Entries for pointing and labeling:

===============

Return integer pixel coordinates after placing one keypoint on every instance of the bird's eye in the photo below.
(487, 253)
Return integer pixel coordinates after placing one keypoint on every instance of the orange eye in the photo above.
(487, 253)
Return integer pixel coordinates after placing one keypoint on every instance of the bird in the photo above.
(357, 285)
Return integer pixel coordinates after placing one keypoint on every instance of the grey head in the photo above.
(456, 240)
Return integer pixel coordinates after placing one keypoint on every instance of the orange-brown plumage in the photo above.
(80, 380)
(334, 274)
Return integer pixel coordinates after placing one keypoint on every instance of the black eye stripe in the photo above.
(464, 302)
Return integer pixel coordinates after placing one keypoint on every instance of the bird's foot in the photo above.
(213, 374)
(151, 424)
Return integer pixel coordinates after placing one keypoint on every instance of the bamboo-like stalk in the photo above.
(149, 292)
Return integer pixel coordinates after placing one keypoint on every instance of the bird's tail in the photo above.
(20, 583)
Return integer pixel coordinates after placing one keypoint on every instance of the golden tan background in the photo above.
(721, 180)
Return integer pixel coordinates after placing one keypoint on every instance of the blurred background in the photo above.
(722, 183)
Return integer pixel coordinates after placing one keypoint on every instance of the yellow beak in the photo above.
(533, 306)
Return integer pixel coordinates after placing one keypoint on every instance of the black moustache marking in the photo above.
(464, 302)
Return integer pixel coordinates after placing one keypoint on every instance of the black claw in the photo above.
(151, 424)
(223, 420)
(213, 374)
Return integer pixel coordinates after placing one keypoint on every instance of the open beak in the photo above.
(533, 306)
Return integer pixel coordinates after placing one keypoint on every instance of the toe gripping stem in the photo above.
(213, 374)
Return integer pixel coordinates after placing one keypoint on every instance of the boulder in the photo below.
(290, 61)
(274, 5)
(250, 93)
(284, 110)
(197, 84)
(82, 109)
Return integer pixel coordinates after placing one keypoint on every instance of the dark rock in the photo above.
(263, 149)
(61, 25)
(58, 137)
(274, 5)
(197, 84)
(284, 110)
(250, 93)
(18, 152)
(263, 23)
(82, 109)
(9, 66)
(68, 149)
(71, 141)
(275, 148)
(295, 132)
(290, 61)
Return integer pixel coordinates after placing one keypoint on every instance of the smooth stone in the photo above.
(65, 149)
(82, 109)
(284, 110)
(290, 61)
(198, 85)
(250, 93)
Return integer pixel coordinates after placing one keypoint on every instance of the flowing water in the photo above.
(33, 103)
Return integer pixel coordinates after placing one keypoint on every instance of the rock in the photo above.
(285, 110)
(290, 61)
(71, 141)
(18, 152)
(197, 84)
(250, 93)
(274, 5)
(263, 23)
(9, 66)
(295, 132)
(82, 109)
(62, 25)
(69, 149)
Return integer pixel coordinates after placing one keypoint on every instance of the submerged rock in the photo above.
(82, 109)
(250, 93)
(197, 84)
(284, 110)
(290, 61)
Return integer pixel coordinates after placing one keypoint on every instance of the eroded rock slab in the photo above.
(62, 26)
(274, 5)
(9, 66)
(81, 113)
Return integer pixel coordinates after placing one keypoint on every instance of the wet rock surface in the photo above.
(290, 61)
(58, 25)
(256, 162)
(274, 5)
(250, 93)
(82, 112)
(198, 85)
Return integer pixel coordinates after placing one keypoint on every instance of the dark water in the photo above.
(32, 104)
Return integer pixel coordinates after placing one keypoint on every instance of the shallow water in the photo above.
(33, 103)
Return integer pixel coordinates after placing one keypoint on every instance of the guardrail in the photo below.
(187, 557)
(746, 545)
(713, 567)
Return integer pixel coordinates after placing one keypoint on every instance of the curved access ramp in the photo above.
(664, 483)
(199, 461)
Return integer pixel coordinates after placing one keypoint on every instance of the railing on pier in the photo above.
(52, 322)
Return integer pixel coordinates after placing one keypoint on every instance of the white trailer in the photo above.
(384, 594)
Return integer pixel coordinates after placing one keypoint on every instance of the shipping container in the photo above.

===============

Written request
Format all the entries above as a JSON list of strings, with one string for each line and any blank lines left out.

Finished answer
[
  "Return integer pixel coordinates after placing one keypoint on every instance of the bird's eye in the photo below.",
  "(487, 253)",
  "Return integer pixel coordinates after placing one keypoint on every instance of the orange eye in the photo above.",
  "(487, 253)",
  "Return integer pixel coordinates after placing one keypoint on every instance of the bird in the photo above.",
  "(357, 285)",
  "Return integer pixel coordinates after placing one keypoint on every instance of the grey head in the photo above.",
  "(456, 240)",
  "Return integer pixel coordinates after placing one keypoint on every instance of the orange-brown plumage in the photo above.",
  "(80, 380)",
  "(334, 274)",
  "Return integer pixel coordinates after placing one keypoint on every instance of the black eye stripe in the photo above.",
  "(464, 302)",
  "Return integer pixel coordinates after placing one keypoint on every instance of the bird's foot in the photo above.",
  "(213, 374)",
  "(151, 424)",
  "Return integer pixel coordinates after placing one keypoint on every instance of the bamboo-like stalk in the photo above.",
  "(149, 292)",
  "Return integer pixel coordinates after placing one keypoint on every instance of the bird's tail in the photo above.",
  "(20, 583)",
  "Return integer pixel coordinates after placing one keypoint on every instance of the golden tan background in the photo above.",
  "(721, 180)",
  "Return integer pixel coordinates after placing one keypoint on every instance of the blurred background in the photo above.",
  "(722, 183)",
  "Return integer pixel coordinates after placing one keypoint on every instance of the yellow beak in the photo above.",
  "(533, 306)",
  "Return integer pixel coordinates after placing one keypoint on every instance of the black moustache marking in the photo above.",
  "(464, 302)",
  "Return integer pixel coordinates after placing one keypoint on every instance of the black claw in the photo above.",
  "(151, 424)",
  "(223, 420)",
  "(213, 374)",
  "Return integer pixel coordinates after placing one keypoint on every instance of the open beak in the photo above.",
  "(533, 306)",
  "Return integer pixel coordinates after placing one keypoint on every instance of the toe gripping stem in the photo above.",
  "(213, 374)",
  "Return integer pixel coordinates after placing one keypoint on every instance of the boulder in the photo below.",
  "(290, 61)",
  "(274, 5)",
  "(250, 93)",
  "(284, 110)",
  "(197, 84)",
  "(82, 109)",
  "Return integer pixel coordinates after placing one keypoint on every instance of the dark rock in the photo above.",
  "(263, 149)",
  "(61, 25)",
  "(58, 137)",
  "(274, 5)",
  "(197, 84)",
  "(284, 110)",
  "(250, 93)",
  "(18, 152)",
  "(263, 23)",
  "(82, 109)",
  "(9, 66)",
  "(68, 149)",
  "(71, 141)",
  "(275, 148)",
  "(295, 132)",
  "(290, 61)",
  "Return integer pixel coordinates after placing one keypoint on every instance of the smooth stone in the photo above.",
  "(65, 149)",
  "(82, 109)",
  "(284, 110)",
  "(290, 61)",
  "(198, 85)",
  "(250, 93)",
  "Return integer pixel coordinates after placing one keypoint on every instance of the flowing water in the photo above.",
  "(33, 103)",
  "Return integer pixel coordinates after placing one keypoint on every instance of the rock in the photo above.",
  "(285, 110)",
  "(290, 61)",
  "(71, 141)",
  "(18, 152)",
  "(197, 84)",
  "(250, 93)",
  "(274, 5)",
  "(263, 23)",
  "(9, 66)",
  "(295, 132)",
  "(82, 109)",
  "(62, 25)",
  "(69, 149)",
  "Return integer pixel coordinates after placing one keypoint on every instance of the submerged rock in the photo above.",
  "(82, 109)",
  "(250, 93)",
  "(197, 84)",
  "(284, 110)",
  "(290, 61)",
  "Return integer pixel coordinates after placing one keypoint on every instance of the eroded rock slab in the photo above.",
  "(62, 26)",
  "(274, 5)",
  "(9, 66)",
  "(81, 113)",
  "Return integer pixel coordinates after placing one keypoint on every instance of the wet rock surface in the photo above.",
  "(290, 61)",
  "(58, 25)",
  "(256, 162)",
  "(274, 5)",
  "(250, 93)",
  "(82, 112)",
  "(198, 85)",
  "Return integer pixel coordinates after placing one keypoint on every instance of the dark water in the photo above.",
  "(32, 104)",
  "Return integer pixel coordinates after placing one keypoint on every instance of the shallow water in the photo above.",
  "(33, 103)",
  "Return integer pixel coordinates after placing one keypoint on every instance of the guardrail in the photo below.",
  "(187, 557)",
  "(746, 545)",
  "(713, 567)",
  "Return integer pixel coordinates after placing one keypoint on every instance of the curved access ramp in the photo above.",
  "(664, 483)",
  "(199, 461)",
  "Return integer pixel coordinates after placing one keypoint on every instance of the railing on pier in the photo above.",
  "(52, 322)",
  "Return integer pixel coordinates after placing one keypoint on every instance of the white trailer in the photo above.",
  "(384, 594)",
  "Return integer pixel coordinates after placing one keypoint on every instance of the shipping container in the photo above."
]